* [DOCUMENT TEXT]:

Efficiency to the max

We can be cautiously optimistic that 3D printing technology will continue to be more affordable for everyday use at home. We also expect that the printers will improve in efficiency, accuracy, and adaptability. The improvements will likely be accompanied by innovations in the range of 3D printing materials.

Power to the people

Another future of 3D printing is that users will get to control how their final products look. In the spirit of customizing end products from alterable concept designs users might be able to produce a variety of food items from printable food materials, amputees will be able to custom-create prosthetics that fit right, and it will also be the same case with dental fixtures among other utilities.

Another industrial revolution

Additionally, the future of 3D printing will involve making replicas of lost or damaged products. If you combine such possibilities with robotics, Internet of Things and Big data, you will have a business landscape that no one would have predicted. But customers will continue to be kings.

In the end, when the only way to get products to consumers will be through 3D printing, manufacturers might have to set up 3D printing shops in towns and residential areas where users can make products. Early innovators are already testing and trying such business models.

Time might be up for control-freak investors

Designers will not need investors to approve their prototypes. Anyone with a mind to create the digital concept of a product will be able to get their products out to the market. The products will move from design to use or consumption without passing through the manufacturing process.

Although we are expecting 3D printing to grow further in popularity, scientists are already thinking about 4D and 5D. It is not how much the world needs inventions. It is how fast it can catch up.

* [DATA FOR REVIEW]:
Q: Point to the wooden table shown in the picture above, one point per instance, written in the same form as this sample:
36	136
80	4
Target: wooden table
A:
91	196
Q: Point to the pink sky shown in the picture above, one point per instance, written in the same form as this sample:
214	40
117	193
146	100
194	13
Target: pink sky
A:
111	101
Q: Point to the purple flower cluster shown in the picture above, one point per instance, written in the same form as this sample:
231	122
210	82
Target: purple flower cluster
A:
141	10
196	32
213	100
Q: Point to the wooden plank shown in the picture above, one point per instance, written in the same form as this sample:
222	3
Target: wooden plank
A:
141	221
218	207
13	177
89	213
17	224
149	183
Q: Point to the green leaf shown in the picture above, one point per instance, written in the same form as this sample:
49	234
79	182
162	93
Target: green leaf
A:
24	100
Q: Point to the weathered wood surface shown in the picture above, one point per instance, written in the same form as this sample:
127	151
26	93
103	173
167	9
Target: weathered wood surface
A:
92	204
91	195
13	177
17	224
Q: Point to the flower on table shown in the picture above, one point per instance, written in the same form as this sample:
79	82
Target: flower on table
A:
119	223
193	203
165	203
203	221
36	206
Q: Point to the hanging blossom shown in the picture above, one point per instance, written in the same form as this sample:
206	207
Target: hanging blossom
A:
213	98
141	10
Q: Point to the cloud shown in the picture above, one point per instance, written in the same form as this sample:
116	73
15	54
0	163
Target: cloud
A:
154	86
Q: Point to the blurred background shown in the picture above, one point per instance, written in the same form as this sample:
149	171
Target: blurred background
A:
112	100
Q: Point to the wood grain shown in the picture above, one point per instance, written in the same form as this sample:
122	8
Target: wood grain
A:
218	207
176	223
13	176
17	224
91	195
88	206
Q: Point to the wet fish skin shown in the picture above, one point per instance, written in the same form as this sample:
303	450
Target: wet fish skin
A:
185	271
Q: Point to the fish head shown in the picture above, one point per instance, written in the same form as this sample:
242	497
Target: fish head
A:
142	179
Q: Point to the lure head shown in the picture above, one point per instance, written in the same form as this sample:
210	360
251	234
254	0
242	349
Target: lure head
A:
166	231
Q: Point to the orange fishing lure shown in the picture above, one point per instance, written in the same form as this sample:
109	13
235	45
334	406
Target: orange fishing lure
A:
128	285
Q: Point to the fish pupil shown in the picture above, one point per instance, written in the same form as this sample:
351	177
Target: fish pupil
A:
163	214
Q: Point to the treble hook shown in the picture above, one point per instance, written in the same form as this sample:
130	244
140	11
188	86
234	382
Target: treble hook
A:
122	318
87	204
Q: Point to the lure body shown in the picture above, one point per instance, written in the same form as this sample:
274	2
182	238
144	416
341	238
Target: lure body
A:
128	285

* [WORK ORDER]: Edit the passage of the text on the future of 3D printing that opens with the words containing "Time might be" and closes with "the manufacturing process.", replacing "prototypes" with "models". Rely on the text alone and set the items aside.

* [EXERCISE OUTPUT]:
Time might be up for control-freak investors

Designers will not need investors to approve their models. Anyone with a mind to create the digital concept of a product will be able to get their products out to the market. The products will move from design to use or consumption without passing through the manufacturing process.